Extract –
────────────────────────────────────────
This is like saying 'yes' exists in all languages because there's an equivalent in every language... It's... a bit clikbaity


Irish doesn't have words for "yes" and "no" -- answers must echo the verb: "Are you okay?" "Am." "Did you tell him to come over?" "Didn't tell."


Unsurprisingly, it's similar in Scottish Gaelic and Welsh. Mandarin and Cantonese (and probably other Sinitic languages) don't either, with much the same arrangement as the Celtic languages.


Enter 嗯(polyphonic):

ng1: indeed, so what? ng2: huh? ng3: what? ng4: yeah, yes. ng~: nooo.


In Welsh there's (Nag-)Ydw and (Nag-)Oes, and Dim.


No Shi? I had no idea about Mandarin.


There are many yes-like words, but not exactly "yes". There's "it is", "it's correct", and "it's good" that may be used depending on context to mean yes.


Shi means "is", not "yes" in Mandarin.


who sais yes isn't a contraction of i'is


Surprisingly, this is partially true. It's a contraction but an older one.

https://en.m.wiktionary.org/wiki/yes


Amazing! I wonder about the universality of head nods (for yes) and head shakes (for no), and whether languages that lack a "yes" or "no" might still use nods.


Not universal, a few exceptions[1] :

> There are several exceptions: in Greece, Iran, Turkey, Bulgaria,[2] Albania, and Sicily a single nod of the head up (not down) indicates a "no".

Though for Bulgaria at least it seems it's shifting with many people who lived abroad at some point(myself included) and have picked up the correct/more universal form. Which makes it worse: Now no one really knows whether you mean yes or no...

[1] https://en.wikipedia.org/wiki/Nod_(gesture)


There's also the head bobble, common in south India, which looks a lot like an ongoing head shake but generally means something like ongoing agreement.

https://en.wikipedia.org/wiki/Head_bobble


Referring to it as "ongoing agreement" reminds me of something I think of as the "confessional no." When addicts talk about their addiction, there's often a rhythmic shaking of the head from side to side like a continual "no," but that speeds up and slows down with some relationship to the grammar of the sentences used.
────────────────────────────────────────
Dataset content –
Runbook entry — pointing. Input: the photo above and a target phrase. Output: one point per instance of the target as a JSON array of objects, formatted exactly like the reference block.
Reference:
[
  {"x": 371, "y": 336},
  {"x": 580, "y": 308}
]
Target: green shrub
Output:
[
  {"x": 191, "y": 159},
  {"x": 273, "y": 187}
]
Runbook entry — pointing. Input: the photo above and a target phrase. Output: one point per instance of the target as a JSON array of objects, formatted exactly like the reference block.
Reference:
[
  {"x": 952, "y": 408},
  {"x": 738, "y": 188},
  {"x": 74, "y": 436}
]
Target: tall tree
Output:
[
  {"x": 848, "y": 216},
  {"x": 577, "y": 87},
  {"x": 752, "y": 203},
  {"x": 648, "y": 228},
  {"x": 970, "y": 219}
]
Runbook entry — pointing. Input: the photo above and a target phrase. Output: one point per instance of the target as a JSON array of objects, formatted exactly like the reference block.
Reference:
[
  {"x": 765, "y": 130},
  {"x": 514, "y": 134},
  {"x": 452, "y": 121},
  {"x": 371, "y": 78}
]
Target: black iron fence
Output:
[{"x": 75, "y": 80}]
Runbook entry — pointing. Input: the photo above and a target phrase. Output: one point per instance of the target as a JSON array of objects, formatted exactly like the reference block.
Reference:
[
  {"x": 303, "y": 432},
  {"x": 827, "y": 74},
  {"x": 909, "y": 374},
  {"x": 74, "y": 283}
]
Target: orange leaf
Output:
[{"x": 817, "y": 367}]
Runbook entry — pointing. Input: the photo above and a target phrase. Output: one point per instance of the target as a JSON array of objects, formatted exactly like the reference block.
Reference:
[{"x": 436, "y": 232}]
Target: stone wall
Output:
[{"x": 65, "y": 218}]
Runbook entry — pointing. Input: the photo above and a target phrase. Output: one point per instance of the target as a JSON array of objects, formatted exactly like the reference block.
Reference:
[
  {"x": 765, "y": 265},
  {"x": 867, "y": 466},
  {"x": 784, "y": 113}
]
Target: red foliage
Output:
────────────────────────────────────────
Given exercise –
Carry the discussion of how languages and gestures express yes and no further, picking up after its final comment. The entries have nothing to do with the text.

Output –
You can probably make yourself do it by saying out loud: "When I was young, I thought I understood everything." It's like an ongoing disagreement.


What's being argued here is like saying "french" and "francais" are completely unrelated words because they sound different, despite being somewhat similar in sound and having a clear shared origin and meaning.

You can go pretty much anywhere on earth and say "huh? uh? ummm?" in response to something that you don't understand and people will get that you don't understand. Say another word, like "Great", and they might not know that you're affirming whatever they said.

And "yes" doesn't exist in all languages. Many languages require the speaker to repeat back part of the statement or the verb to affirm something.


Different languages have different ways of recording/formalizing what are fundamentally the same onomatopoeic inspirations, though.

In English, frogs croak; in Japanese, they kerokero. It’s clear that the same sound is being portrayed there, just broken up differently due to English having an alphabet where Japanese has an abugida.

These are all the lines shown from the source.